Passage:
Dr. Cuervo’s team first established that CMA in the HSCs of mice does indeed become less efficient with age. The researchers then showed that HSCs depend on CMA for their vitality—both to maintain a healthy balance of proteins and to switch from their normally quiescent state to their active, blood-cell-forming state.

The team found that blocking CMA in the HSCs of young mice duplicates many of the features observed in the HSCs of aged mice. Conversely, young mice genetically engineered to prevent CMA in their HSCs from declining with age were able to repopulate bone marrow with healthy blood cells even into old age. “Even more interesting is that when we pharmacologically activated CMA in old mice, we were able to restore their HSC activity,” Dr. Cuervo says.

These studies in mice may also be relevant to human health. The researchers took HSCs from people over 65 and treated them with a CMA-activating drug developed by study co-author Evripidis Gavathiotis, Ph.D., professor of biochemistry and of medicine. The result: The HSCs recovered the ability to make healthy blood cells.

Dr. Cuervo notes that some blood cancers, such as acute myeloid leukemia and myelodysplastic syndromes, almost always affect older people and evolve from mutations that accumulate in HSCs; revving up CMA in HSCs, she says, could help prevent those blood cancers from occurring.

Assigned task A:
Answer these questions about the passage:
(i) Who developed the CMA-activating drug used on the human HSCs?
(ii) How old were the people whose HSCs the researchers treated?
(iii) Which two blood cancers does Dr. Cuervo name?
Assigned task B:
Reproduce the wording of the passage, everything from "Dr. Cuervo’s team" down to "Dr. Cuervo says.".
The items that come next are separate material, unrelated to the passage.

Data for review:
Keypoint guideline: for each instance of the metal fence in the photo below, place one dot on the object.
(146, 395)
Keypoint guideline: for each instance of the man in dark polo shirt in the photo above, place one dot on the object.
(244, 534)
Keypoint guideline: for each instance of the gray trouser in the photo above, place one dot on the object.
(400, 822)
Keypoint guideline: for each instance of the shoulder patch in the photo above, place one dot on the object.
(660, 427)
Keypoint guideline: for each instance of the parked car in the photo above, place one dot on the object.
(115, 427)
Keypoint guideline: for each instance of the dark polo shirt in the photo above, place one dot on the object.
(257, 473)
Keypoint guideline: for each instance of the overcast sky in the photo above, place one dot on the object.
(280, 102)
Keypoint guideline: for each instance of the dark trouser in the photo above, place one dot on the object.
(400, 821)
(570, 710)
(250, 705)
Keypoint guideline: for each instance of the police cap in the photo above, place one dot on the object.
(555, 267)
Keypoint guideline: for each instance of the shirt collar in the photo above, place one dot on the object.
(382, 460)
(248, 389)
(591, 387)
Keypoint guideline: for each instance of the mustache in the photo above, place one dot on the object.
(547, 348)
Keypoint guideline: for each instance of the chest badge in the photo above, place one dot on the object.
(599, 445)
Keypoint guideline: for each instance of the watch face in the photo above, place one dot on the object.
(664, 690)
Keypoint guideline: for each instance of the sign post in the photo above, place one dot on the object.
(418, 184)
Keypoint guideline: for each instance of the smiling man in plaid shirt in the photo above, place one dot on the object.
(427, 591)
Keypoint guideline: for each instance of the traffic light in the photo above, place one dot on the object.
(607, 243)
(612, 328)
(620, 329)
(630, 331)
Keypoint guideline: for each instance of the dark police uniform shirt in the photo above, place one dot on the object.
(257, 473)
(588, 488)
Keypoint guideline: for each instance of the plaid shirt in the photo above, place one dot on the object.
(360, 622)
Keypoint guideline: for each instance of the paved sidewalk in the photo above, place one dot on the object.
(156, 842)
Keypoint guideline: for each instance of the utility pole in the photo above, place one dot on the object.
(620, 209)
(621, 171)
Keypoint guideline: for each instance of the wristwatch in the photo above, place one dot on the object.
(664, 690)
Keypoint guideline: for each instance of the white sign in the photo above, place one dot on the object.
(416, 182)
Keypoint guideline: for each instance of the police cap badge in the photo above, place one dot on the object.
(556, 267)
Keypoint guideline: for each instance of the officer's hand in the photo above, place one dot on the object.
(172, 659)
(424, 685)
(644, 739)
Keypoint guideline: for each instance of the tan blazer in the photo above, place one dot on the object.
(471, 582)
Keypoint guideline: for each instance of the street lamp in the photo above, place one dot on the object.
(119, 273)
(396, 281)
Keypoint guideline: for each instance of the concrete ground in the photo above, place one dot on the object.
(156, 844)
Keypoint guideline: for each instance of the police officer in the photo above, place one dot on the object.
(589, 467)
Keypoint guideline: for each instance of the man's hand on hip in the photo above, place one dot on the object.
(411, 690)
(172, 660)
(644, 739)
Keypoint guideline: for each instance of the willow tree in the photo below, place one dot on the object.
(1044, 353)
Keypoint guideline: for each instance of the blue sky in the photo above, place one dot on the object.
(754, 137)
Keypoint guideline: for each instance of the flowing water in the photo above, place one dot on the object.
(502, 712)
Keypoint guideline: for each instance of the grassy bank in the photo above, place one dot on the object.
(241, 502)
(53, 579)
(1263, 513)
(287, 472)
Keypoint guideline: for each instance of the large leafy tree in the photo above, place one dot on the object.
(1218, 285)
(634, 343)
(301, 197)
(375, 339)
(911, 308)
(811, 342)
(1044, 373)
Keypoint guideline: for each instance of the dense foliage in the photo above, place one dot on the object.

Your solution A:
(i) Evripidis Gavathiotis, Ph.D., professor of biochemistry and of medicine
(ii) Over 65
(iii) Acute myeloid leukemia and myelodysplastic syndromes

Your solution B:
Dr. Cuervo’s team first established that CMA in the HSCs of mice does indeed become less efficient with age. The researchers then showed that HSCs depend on CMA for their vitality—both to maintain a healthy balance of proteins and to switch from their normally quiescent state to their active, blood-cell-forming state.

The team found that blocking CMA in the HSCs of young mice duplicates many of the features observed in the HSCs of aged mice. Conversely, young mice genetically engineered to prevent CMA in their HSCs from declining with age were able to repopulate bone marrow with healthy blood cells even into old age. “Even more interesting is that when we pharmacologically activated CMA in old mice, we were able to restore their HSC activity,” Dr. Cuervo says.